● PASSAGE:
Class PatternTokenizer

java.lang.Object
com.ibm.icu.impl.PatternTokenizer

public class PatternTokenizer extends Object
A simple parsing class for patterns and rules. Handles '...' quotations, \\uxxxx and \\Uxxxxxxxx, and symple syntax. The '' (two quotes) is treated as a single quote, inside or outside a quote
  • Any ignorable characters are ignored in parsing.
  • Any syntax characters are broken into separate tokens
  • Quote characters can be specified: '...', "...", and \x
  • Other characters are treated as literals
  • Field Details

  • Constructor Details

    • PatternTokenizer

      public PatternTokenizer()
  • Method Details

    • getIgnorableCharacters

      public UnicodeSet getIgnorableCharacters()
    • setIgnorableCharacters

      public PatternTokenizer setIgnorableCharacters(UnicodeSet ignorableCharacters)
      Sets the characters to be ignored in parsing, eg new UnicodeSet("[:pattern_whitespace:]");
      Parameters:
      ignorableCharacters - Characters to be ignored.
      Returns:
      A PatternTokenizer object in which characters are specified as ignored characters.
    • getSyntaxCharacters

      public UnicodeSet getSyntaxCharacters()
    • getExtraQuotingCharacters

      public UnicodeSet getExtraQuotingCharacters()
    • setSyntaxCharacters

      public PatternTokenizer setSyntaxCharacters(UnicodeSet syntaxCharacters)
      Sets the characters to be interpreted as syntax characters in parsing, eg new UnicodeSet("[:pattern_syntax:]")
      Parameters:
      syntaxCharacters - Characters to be set as syntax characters.
      Returns:
      A PatternTokenizer object in which characters are specified as syntax characters.
    • setExtraQuotingCharacters

      public PatternTokenizer setExtraQuotingCharacters(UnicodeSet syntaxCharacters)
      Sets the extra characters to be quoted in literals
      Parameters:
      syntaxCharacters - Characters to be set as extra quoting characters.
      Returns:
      A PatternTokenizer object in which characters are specified as extra quoting characters.
    • getEscapeCharacters

      public UnicodeSet getEscapeCharacters()
    • setEscapeCharacters

      public PatternTokenizer setEscapeCharacters(UnicodeSet escapeCharacters)

● EXTRACTED RECORDS:

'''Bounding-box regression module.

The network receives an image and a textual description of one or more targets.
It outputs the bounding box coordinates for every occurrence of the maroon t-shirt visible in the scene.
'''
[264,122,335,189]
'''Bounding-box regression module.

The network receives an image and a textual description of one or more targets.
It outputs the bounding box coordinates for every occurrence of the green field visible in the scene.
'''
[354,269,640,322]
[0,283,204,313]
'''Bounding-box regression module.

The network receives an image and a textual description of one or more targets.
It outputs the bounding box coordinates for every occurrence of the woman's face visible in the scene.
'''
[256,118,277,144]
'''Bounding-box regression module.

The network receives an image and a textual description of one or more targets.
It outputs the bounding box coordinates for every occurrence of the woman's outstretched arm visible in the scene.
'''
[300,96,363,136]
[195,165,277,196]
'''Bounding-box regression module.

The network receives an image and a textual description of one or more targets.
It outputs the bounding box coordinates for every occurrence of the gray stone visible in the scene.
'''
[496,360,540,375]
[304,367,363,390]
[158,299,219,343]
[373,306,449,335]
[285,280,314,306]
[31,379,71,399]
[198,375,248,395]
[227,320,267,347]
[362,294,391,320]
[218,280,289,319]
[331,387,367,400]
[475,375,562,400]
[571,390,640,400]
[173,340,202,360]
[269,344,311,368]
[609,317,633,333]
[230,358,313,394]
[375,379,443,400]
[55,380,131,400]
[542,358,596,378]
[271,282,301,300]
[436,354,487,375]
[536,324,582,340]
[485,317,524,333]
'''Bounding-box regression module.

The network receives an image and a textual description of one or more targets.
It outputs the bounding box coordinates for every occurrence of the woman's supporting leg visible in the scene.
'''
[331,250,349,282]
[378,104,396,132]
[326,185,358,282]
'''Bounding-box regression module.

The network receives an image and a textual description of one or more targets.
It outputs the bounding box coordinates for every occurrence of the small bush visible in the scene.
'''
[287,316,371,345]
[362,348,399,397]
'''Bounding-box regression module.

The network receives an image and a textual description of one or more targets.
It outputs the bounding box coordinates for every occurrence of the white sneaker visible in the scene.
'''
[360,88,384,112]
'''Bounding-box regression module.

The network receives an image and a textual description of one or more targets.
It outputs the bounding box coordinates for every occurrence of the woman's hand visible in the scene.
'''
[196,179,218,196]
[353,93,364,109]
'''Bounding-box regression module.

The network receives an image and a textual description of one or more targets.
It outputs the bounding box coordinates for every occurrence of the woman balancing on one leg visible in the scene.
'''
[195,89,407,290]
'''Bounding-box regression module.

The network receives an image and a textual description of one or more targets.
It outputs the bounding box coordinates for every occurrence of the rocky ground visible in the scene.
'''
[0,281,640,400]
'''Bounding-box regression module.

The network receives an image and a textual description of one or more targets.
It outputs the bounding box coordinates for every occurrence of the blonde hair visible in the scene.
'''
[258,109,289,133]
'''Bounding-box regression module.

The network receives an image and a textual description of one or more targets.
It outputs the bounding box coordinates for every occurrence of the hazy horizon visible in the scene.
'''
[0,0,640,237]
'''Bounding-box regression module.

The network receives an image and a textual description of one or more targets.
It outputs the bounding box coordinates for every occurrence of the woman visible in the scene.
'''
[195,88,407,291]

● REQUIREMENTS:
(a) Please copy the PatternTokenizer documentation word for word, starting at "public UnicodeSet getExtraQu" and ending at "set as syntax characters.".
(b) In the PatternTokenizer documentation, how is '' (two quotes) treated?

● PER-TASK OUTPUTS:
(a)
public UnicodeSet getExtraQuotingCharacters()
    • setSyntaxCharacters

      public PatternTokenizer setSyntaxCharacters(UnicodeSet syntaxCharacters)
      Sets the characters to be interpreted as syntax characters in parsing, eg new UnicodeSet("[:pattern_syntax:]")
      Parameters:
      syntaxCharacters - Characters to be set as syntax characters.

(b) As a single quote, whether inside or outside a quote.